## MATERIAL SUPPLIED
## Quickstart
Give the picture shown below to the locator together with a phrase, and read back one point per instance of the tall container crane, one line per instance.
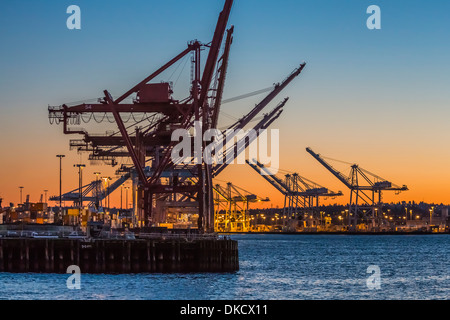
(232, 207)
(366, 191)
(300, 193)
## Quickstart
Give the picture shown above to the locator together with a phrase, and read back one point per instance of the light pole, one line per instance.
(21, 188)
(80, 167)
(431, 215)
(97, 202)
(60, 156)
(121, 206)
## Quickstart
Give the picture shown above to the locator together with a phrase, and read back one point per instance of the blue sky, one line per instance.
(362, 94)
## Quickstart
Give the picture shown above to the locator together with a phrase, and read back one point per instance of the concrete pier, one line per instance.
(116, 256)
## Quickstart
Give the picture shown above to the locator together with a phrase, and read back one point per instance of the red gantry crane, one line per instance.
(147, 115)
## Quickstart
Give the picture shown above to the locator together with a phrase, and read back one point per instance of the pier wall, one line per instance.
(118, 256)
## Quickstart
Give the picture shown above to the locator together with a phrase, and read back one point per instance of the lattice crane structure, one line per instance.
(153, 114)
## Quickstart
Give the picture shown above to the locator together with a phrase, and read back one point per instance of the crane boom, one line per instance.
(221, 82)
(336, 173)
(259, 107)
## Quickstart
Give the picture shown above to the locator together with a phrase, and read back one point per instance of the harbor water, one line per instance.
(275, 267)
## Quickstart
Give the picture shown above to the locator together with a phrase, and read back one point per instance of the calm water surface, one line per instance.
(275, 267)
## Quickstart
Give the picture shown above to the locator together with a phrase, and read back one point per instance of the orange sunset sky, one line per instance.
(376, 98)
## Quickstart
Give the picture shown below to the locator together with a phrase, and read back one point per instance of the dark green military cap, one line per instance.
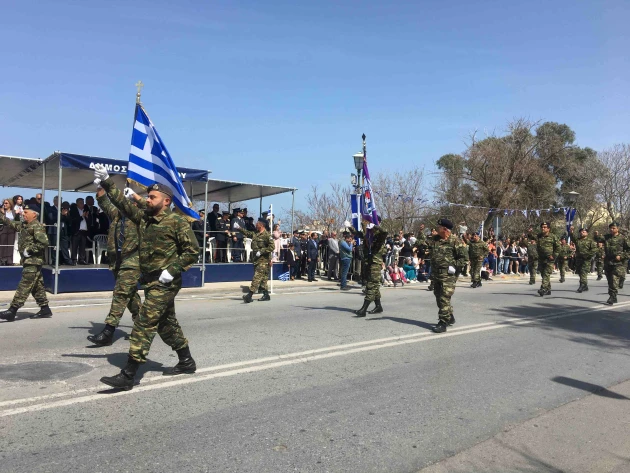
(161, 188)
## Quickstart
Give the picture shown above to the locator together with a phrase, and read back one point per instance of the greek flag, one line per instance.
(150, 162)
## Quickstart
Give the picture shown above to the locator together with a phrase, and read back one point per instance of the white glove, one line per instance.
(165, 277)
(129, 193)
(100, 172)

## AIM OF THE TASK
Retype every entry verbatim and exclude the pictures from the copy.

## WRITTEN RESPONSE
## Quickstart
Give the picture shown below to the locator together with a phrase, and read back one point per instance of the tall container crane, one line per instance.
(232, 207)
(366, 191)
(300, 193)
## Quickstart
Give the picture shown above to the locator together with a phrase, and read back one point per instance of the light pole, one line per instance.
(21, 188)
(80, 167)
(431, 215)
(97, 202)
(60, 156)
(121, 206)
## Quickstart
Give the picture shown above to the locator together with a phrase, and read back one point per instance of the blue sky, one line per instance.
(362, 94)
## Quickstart
Give the picture shown above to the locator together with a phrase, and read back one point per instance of the concrete pier, one line per instance.
(116, 256)
## Quickstart
Give the picture shown above to the locator together with a phrase, and read back one point per instance of the red gantry crane, one line per instance.
(147, 115)
## Quickstart
Give the picture shown above to the locator together with a phrase, and read back one point per instance of the pier wall, one line per instance.
(118, 256)
## Quickstart
Give the picture shown above to the locator together with a phrase, and read back one point per instance of the lattice crane structure, one line per instance.
(153, 114)
## Quickstart
Give the picture shown above to the locator together with a phrase, and read back one point per instance of the crane boom, one line per instance.
(221, 82)
(336, 173)
(259, 107)
## Quickstart
Give the picture shown above to the locator together with a phrase, and read back one point per instance of the harbor water, one line per instance.
(275, 267)
## Quickstart
Give the picture shown above to the locator together with a phrase, and read back one point per instance of the calm water surface, one line per instance.
(275, 267)
## Quickstart
Give the picture shown above to the locator together with a phrase, and read back one point per instance of the orange sunset sky, one line per instance.
(376, 98)
## Quickstart
Give the picture shown below to the locator together with a phrase, and read back one point per instance of the dark green military cap, one line per instance.
(161, 188)
## Quickstart
Give the picture shown above to the locator together with a phrase, and read back one point per instance of the greek flag, one line per instance.
(150, 162)
## Quickstart
Give the picture shown above to the locator together with a phrase, and read back one point per instance of the white glove, one line per instance.
(165, 277)
(129, 193)
(100, 172)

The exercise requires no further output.